TEXT BLOCK:

------

I spent two weeks in the hospital. I missed Thanksgiving, but my mother brought me food. I had visitors everyday, got friendly with the nurses. Two in particular were especially awesome and kept me from going crazy while I was on bedrest. My vitals were checked every couple of hours, I was woken up in the middle of the night to take medication. There was no sign the baby was coming anytime soon. The decision was made to induce me at 34 weeks if I didn’t go into labor on my own; because my water had broken, there was a risk of infection since there was no amniotic sac protecting the baby, so they didn’t want to keep him in there too long.

I hadn’t gotten to go to any childbirth education classes before I got hospitalized, so they had the childbirth educator come to my room on December 2. She taught me how to breath through my contractions, explained what would happen during the delivery. It ended up being serendipitous timing. A few hours after she left, I felt a contraction. Then another. They were small and not very painful, more like menstrual cramps. I was put on the fetal monitor and the contractions were close enough together that I was transferred back over to L&D. I called my husband and mother again and told them that I was going into labor. My husband was at the hospital less than an hour later at 4 in the morning. My mother and sister arrived around 6. My contractions weren’t too bad and I tried to breath through them using the technique the CE taught me. That helped for awhile. Around 1, the contractions got worse and I wanted an epidural. The doctors had to check to see how far dilated I was; at that point, I was about 5 or 6 cms. Everyone was kicked out of the room and I was given the epidural, which helped immensely.

A couple of hours later, the epidural started to wear off and I started feeling an intense pressure. They told me it wouldn’t help with that, but I kept pushing the button hoping to get some relief. I was checked again around 5:30; I was 12 cms dilated. It was time to deliver. My husband, mother and sister had just left to get food shortly before that, but only my sister and mother came back. I told the doctors we had to wait for my husband. He came back a few minutes later, and didn’t even have time to take off his hat and coat before they told him I was ready to push. My mother and sister left the room after I said I only wanted my husband in the room. The doctors assembled. I was still feeling the effects of the epidural, so I couldn’t tell when I was having contractions. The doctors told me, “You’re having a contraction, push,” so I did.

------

PROVIDED MATERIAL:
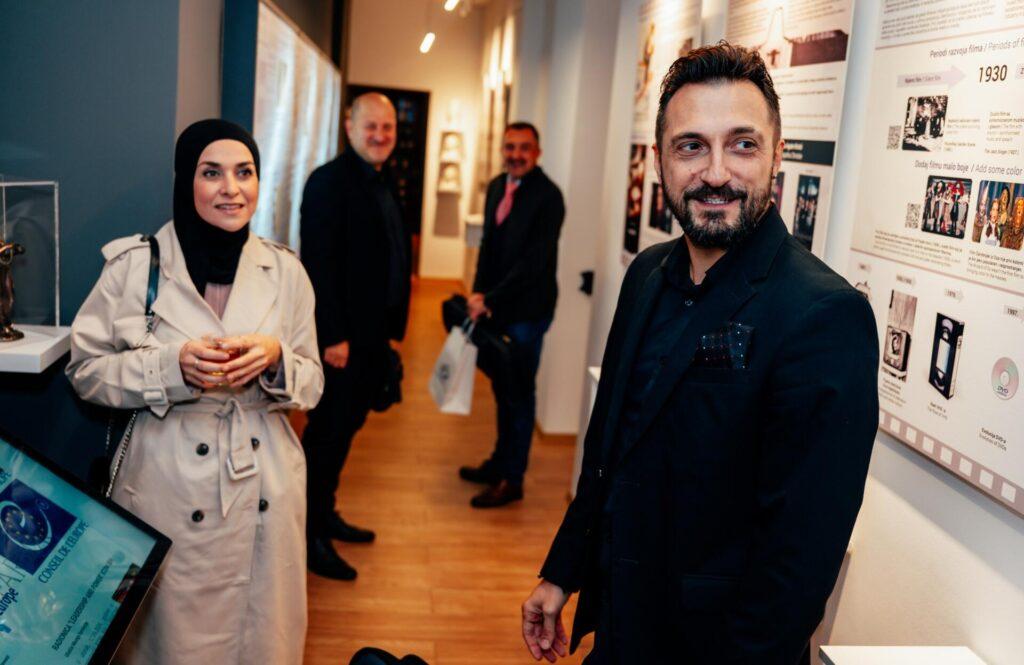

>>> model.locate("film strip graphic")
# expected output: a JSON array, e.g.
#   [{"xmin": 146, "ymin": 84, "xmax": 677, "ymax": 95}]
[{"xmin": 879, "ymin": 410, "xmax": 1024, "ymax": 515}]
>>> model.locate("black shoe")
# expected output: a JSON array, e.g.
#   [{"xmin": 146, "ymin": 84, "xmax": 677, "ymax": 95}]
[
  {"xmin": 459, "ymin": 460, "xmax": 502, "ymax": 485},
  {"xmin": 469, "ymin": 481, "xmax": 522, "ymax": 508},
  {"xmin": 306, "ymin": 538, "xmax": 355, "ymax": 582},
  {"xmin": 324, "ymin": 512, "xmax": 377, "ymax": 543}
]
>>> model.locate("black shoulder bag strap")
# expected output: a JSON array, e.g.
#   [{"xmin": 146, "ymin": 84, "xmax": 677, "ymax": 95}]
[{"xmin": 101, "ymin": 230, "xmax": 160, "ymax": 498}]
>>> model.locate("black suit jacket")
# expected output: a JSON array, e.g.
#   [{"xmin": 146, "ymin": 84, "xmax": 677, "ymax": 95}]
[
  {"xmin": 300, "ymin": 149, "xmax": 411, "ymax": 349},
  {"xmin": 541, "ymin": 207, "xmax": 879, "ymax": 665},
  {"xmin": 473, "ymin": 166, "xmax": 565, "ymax": 325}
]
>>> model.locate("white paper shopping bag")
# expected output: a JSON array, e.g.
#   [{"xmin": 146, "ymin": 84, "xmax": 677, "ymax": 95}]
[{"xmin": 429, "ymin": 325, "xmax": 476, "ymax": 416}]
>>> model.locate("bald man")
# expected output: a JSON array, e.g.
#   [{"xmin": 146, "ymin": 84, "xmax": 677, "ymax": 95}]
[{"xmin": 300, "ymin": 92, "xmax": 412, "ymax": 580}]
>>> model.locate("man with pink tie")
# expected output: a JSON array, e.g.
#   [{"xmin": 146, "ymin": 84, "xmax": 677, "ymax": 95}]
[{"xmin": 459, "ymin": 122, "xmax": 565, "ymax": 508}]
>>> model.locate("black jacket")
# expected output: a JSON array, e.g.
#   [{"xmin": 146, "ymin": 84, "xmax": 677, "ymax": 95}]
[
  {"xmin": 541, "ymin": 207, "xmax": 879, "ymax": 665},
  {"xmin": 473, "ymin": 166, "xmax": 565, "ymax": 325},
  {"xmin": 300, "ymin": 149, "xmax": 411, "ymax": 349}
]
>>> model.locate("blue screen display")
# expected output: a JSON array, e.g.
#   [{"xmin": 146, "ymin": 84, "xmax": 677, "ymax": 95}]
[{"xmin": 0, "ymin": 439, "xmax": 156, "ymax": 665}]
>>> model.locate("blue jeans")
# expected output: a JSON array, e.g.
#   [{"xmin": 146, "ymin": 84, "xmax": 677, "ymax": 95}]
[{"xmin": 487, "ymin": 319, "xmax": 551, "ymax": 485}]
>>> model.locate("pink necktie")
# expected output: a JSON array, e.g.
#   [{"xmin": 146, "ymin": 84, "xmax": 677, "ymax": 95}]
[{"xmin": 495, "ymin": 180, "xmax": 519, "ymax": 226}]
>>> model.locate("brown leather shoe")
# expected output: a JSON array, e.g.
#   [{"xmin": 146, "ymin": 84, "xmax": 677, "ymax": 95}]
[{"xmin": 469, "ymin": 481, "xmax": 522, "ymax": 508}]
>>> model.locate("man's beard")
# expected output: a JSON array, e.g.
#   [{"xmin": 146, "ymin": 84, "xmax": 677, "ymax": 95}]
[{"xmin": 665, "ymin": 174, "xmax": 774, "ymax": 249}]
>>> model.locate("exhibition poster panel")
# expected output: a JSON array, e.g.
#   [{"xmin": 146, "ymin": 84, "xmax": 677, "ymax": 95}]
[
  {"xmin": 253, "ymin": 3, "xmax": 341, "ymax": 249},
  {"xmin": 725, "ymin": 0, "xmax": 853, "ymax": 256},
  {"xmin": 849, "ymin": 0, "xmax": 1024, "ymax": 514},
  {"xmin": 623, "ymin": 0, "xmax": 700, "ymax": 263}
]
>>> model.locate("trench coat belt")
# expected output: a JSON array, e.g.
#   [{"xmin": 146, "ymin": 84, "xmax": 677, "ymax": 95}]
[{"xmin": 182, "ymin": 398, "xmax": 270, "ymax": 517}]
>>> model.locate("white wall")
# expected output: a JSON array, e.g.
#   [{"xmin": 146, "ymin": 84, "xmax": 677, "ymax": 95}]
[
  {"xmin": 174, "ymin": 0, "xmax": 224, "ymax": 137},
  {"xmin": 520, "ymin": 0, "xmax": 618, "ymax": 433},
  {"xmin": 346, "ymin": 0, "xmax": 483, "ymax": 278},
  {"xmin": 588, "ymin": 0, "xmax": 1024, "ymax": 665},
  {"xmin": 825, "ymin": 2, "xmax": 1024, "ymax": 665}
]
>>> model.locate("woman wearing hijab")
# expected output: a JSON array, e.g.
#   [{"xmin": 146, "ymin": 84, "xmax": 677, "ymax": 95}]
[{"xmin": 67, "ymin": 120, "xmax": 324, "ymax": 665}]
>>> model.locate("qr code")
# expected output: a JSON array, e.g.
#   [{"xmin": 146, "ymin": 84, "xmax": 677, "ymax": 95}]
[
  {"xmin": 903, "ymin": 203, "xmax": 921, "ymax": 228},
  {"xmin": 886, "ymin": 125, "xmax": 903, "ymax": 150}
]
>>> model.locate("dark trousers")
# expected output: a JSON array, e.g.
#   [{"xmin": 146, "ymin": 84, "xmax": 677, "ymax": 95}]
[
  {"xmin": 487, "ymin": 319, "xmax": 551, "ymax": 485},
  {"xmin": 302, "ymin": 349, "xmax": 382, "ymax": 537}
]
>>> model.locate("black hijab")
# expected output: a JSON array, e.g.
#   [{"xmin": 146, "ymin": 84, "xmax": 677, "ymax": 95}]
[{"xmin": 174, "ymin": 119, "xmax": 259, "ymax": 295}]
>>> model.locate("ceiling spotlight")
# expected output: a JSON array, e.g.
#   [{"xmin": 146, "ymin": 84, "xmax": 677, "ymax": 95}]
[{"xmin": 420, "ymin": 33, "xmax": 435, "ymax": 53}]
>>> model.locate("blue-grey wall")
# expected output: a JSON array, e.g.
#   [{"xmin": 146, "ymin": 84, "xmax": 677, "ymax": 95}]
[{"xmin": 0, "ymin": 0, "xmax": 178, "ymax": 474}]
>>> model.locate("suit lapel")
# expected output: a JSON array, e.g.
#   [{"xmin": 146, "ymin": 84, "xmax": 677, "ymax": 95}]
[
  {"xmin": 223, "ymin": 234, "xmax": 278, "ymax": 335},
  {"xmin": 616, "ymin": 272, "xmax": 755, "ymax": 459},
  {"xmin": 153, "ymin": 223, "xmax": 224, "ymax": 339},
  {"xmin": 602, "ymin": 264, "xmax": 665, "ymax": 459},
  {"xmin": 615, "ymin": 205, "xmax": 788, "ymax": 460}
]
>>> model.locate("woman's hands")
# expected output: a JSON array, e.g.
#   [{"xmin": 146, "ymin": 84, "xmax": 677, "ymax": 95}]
[
  {"xmin": 178, "ymin": 339, "xmax": 231, "ymax": 390},
  {"xmin": 216, "ymin": 333, "xmax": 281, "ymax": 388},
  {"xmin": 178, "ymin": 334, "xmax": 281, "ymax": 390}
]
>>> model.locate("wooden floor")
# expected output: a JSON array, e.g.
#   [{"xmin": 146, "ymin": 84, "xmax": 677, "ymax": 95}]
[{"xmin": 297, "ymin": 281, "xmax": 592, "ymax": 665}]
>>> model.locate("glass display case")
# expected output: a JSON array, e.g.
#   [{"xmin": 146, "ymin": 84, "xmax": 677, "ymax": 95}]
[{"xmin": 0, "ymin": 174, "xmax": 70, "ymax": 372}]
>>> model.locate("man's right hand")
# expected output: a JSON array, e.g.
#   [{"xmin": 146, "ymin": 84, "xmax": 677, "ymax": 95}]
[
  {"xmin": 522, "ymin": 580, "xmax": 569, "ymax": 663},
  {"xmin": 324, "ymin": 341, "xmax": 348, "ymax": 370}
]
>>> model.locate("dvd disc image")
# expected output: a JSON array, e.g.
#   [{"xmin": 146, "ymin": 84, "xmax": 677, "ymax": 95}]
[
  {"xmin": 928, "ymin": 314, "xmax": 964, "ymax": 400},
  {"xmin": 992, "ymin": 358, "xmax": 1020, "ymax": 400}
]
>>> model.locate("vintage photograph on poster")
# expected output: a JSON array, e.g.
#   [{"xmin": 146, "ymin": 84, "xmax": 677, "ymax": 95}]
[
  {"xmin": 647, "ymin": 181, "xmax": 675, "ymax": 234},
  {"xmin": 882, "ymin": 290, "xmax": 918, "ymax": 381},
  {"xmin": 903, "ymin": 94, "xmax": 949, "ymax": 153},
  {"xmin": 771, "ymin": 171, "xmax": 785, "ymax": 208},
  {"xmin": 633, "ymin": 22, "xmax": 655, "ymax": 133},
  {"xmin": 754, "ymin": 7, "xmax": 850, "ymax": 70},
  {"xmin": 793, "ymin": 175, "xmax": 821, "ymax": 249},
  {"xmin": 928, "ymin": 313, "xmax": 964, "ymax": 400},
  {"xmin": 971, "ymin": 180, "xmax": 1024, "ymax": 249},
  {"xmin": 921, "ymin": 175, "xmax": 972, "ymax": 238},
  {"xmin": 623, "ymin": 143, "xmax": 647, "ymax": 254}
]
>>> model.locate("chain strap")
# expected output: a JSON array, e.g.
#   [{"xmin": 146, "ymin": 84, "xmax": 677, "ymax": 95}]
[
  {"xmin": 103, "ymin": 236, "xmax": 160, "ymax": 499},
  {"xmin": 103, "ymin": 409, "xmax": 138, "ymax": 499}
]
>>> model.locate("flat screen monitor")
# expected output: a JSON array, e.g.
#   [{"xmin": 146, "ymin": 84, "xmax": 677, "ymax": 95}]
[{"xmin": 0, "ymin": 429, "xmax": 171, "ymax": 665}]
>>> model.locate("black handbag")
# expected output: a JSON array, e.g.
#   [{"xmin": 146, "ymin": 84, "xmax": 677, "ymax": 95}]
[
  {"xmin": 441, "ymin": 294, "xmax": 531, "ymax": 390},
  {"xmin": 370, "ymin": 346, "xmax": 406, "ymax": 413},
  {"xmin": 88, "ymin": 236, "xmax": 160, "ymax": 491}
]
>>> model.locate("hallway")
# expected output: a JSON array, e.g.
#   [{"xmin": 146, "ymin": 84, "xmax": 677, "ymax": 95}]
[{"xmin": 295, "ymin": 280, "xmax": 593, "ymax": 665}]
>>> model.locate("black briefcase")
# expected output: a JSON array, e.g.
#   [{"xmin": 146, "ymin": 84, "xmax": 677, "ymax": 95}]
[{"xmin": 441, "ymin": 294, "xmax": 528, "ymax": 388}]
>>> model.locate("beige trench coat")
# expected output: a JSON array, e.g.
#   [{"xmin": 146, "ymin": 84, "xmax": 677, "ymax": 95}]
[{"xmin": 67, "ymin": 223, "xmax": 324, "ymax": 665}]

------

Continue the account of the hospital stay and childbirth, starting after its last sentence.

“I can see the head,” one said.

“You’re doing great, honey,” my husband said.

I felt nothing and kept pushing as instructed. Five or six pushes later and….

“Waaaaah!”

Just like that, it was over. Out came my son, the day before I was supposed to be induced, at 33 weeks and 6 days. Crying before anyone touched him. Breathing on his own. He was cleaned up, put under the heating lamp, examined. Again, I cried. I did it. I had a son. A doctor said it was one of the fastest deliveries they’d ever seen. My mom and sister were called back into the room. My mom put her hand over her mouth when she saw him (she did this at my wedding when she saw me for the first time, too). I laid back, not quite feeling like I had just given birth. Everyone milled about. A doctor picked up my son and brought him over to me.

“I have a present for you,” he said.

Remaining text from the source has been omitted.